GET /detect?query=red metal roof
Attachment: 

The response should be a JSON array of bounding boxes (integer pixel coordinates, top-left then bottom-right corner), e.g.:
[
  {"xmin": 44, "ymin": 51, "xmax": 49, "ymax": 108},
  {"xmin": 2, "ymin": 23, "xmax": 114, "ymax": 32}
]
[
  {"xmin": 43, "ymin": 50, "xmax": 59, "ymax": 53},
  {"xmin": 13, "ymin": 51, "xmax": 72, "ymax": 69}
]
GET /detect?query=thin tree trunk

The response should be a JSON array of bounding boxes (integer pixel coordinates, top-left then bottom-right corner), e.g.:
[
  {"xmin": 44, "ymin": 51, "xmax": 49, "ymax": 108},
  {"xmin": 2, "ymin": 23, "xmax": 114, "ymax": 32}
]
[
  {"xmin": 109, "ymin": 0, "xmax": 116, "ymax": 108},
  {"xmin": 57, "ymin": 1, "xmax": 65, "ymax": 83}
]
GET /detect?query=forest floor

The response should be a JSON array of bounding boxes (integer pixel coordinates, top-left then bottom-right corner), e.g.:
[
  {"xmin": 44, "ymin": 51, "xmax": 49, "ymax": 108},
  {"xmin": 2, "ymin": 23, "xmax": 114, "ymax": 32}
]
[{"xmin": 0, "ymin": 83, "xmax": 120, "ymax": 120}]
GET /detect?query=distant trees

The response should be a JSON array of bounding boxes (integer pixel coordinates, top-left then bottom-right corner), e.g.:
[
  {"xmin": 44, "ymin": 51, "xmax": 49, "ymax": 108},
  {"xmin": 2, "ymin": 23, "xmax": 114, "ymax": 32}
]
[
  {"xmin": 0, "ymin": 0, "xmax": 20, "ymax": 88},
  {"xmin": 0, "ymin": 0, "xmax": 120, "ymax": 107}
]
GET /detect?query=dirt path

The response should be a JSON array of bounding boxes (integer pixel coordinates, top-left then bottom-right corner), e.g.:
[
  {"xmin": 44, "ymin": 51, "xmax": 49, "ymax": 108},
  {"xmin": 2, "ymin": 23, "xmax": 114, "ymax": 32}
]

----------------

Return everything from the line containing "GET /detect?query=thin tree trunk" down to the end of the listing, unchanged.

GET /detect?query=thin tree trunk

The response should be a JSON array of bounding boxes (integer pixel coordinates, top-left then bottom-right corner), e.g.:
[
  {"xmin": 44, "ymin": 51, "xmax": 49, "ymax": 108},
  {"xmin": 2, "ymin": 23, "xmax": 114, "ymax": 32}
]
[
  {"xmin": 109, "ymin": 0, "xmax": 116, "ymax": 108},
  {"xmin": 57, "ymin": 1, "xmax": 65, "ymax": 83}
]
GET /detect?query=forest floor

The response should be a JSON array of bounding boxes (integer pixel coordinates, top-left then bottom-right corner), e.g.:
[
  {"xmin": 44, "ymin": 51, "xmax": 49, "ymax": 108},
  {"xmin": 2, "ymin": 23, "xmax": 114, "ymax": 32}
]
[{"xmin": 0, "ymin": 83, "xmax": 120, "ymax": 120}]
GET /detect?query=distant trees

The response should be a JSON array of bounding boxes (integer pixel coordinates, top-left then bottom-right corner), e.g.:
[
  {"xmin": 44, "ymin": 51, "xmax": 49, "ymax": 108},
  {"xmin": 2, "ymin": 23, "xmax": 114, "ymax": 32}
]
[
  {"xmin": 0, "ymin": 0, "xmax": 20, "ymax": 88},
  {"xmin": 0, "ymin": 0, "xmax": 120, "ymax": 107}
]
GET /detect?query=dirt path

The response should be a JSON array of bounding boxes (integer pixel coordinates, top-left then bottom-right corner), e.g.:
[
  {"xmin": 44, "ymin": 51, "xmax": 49, "ymax": 108},
  {"xmin": 2, "ymin": 23, "xmax": 114, "ymax": 32}
]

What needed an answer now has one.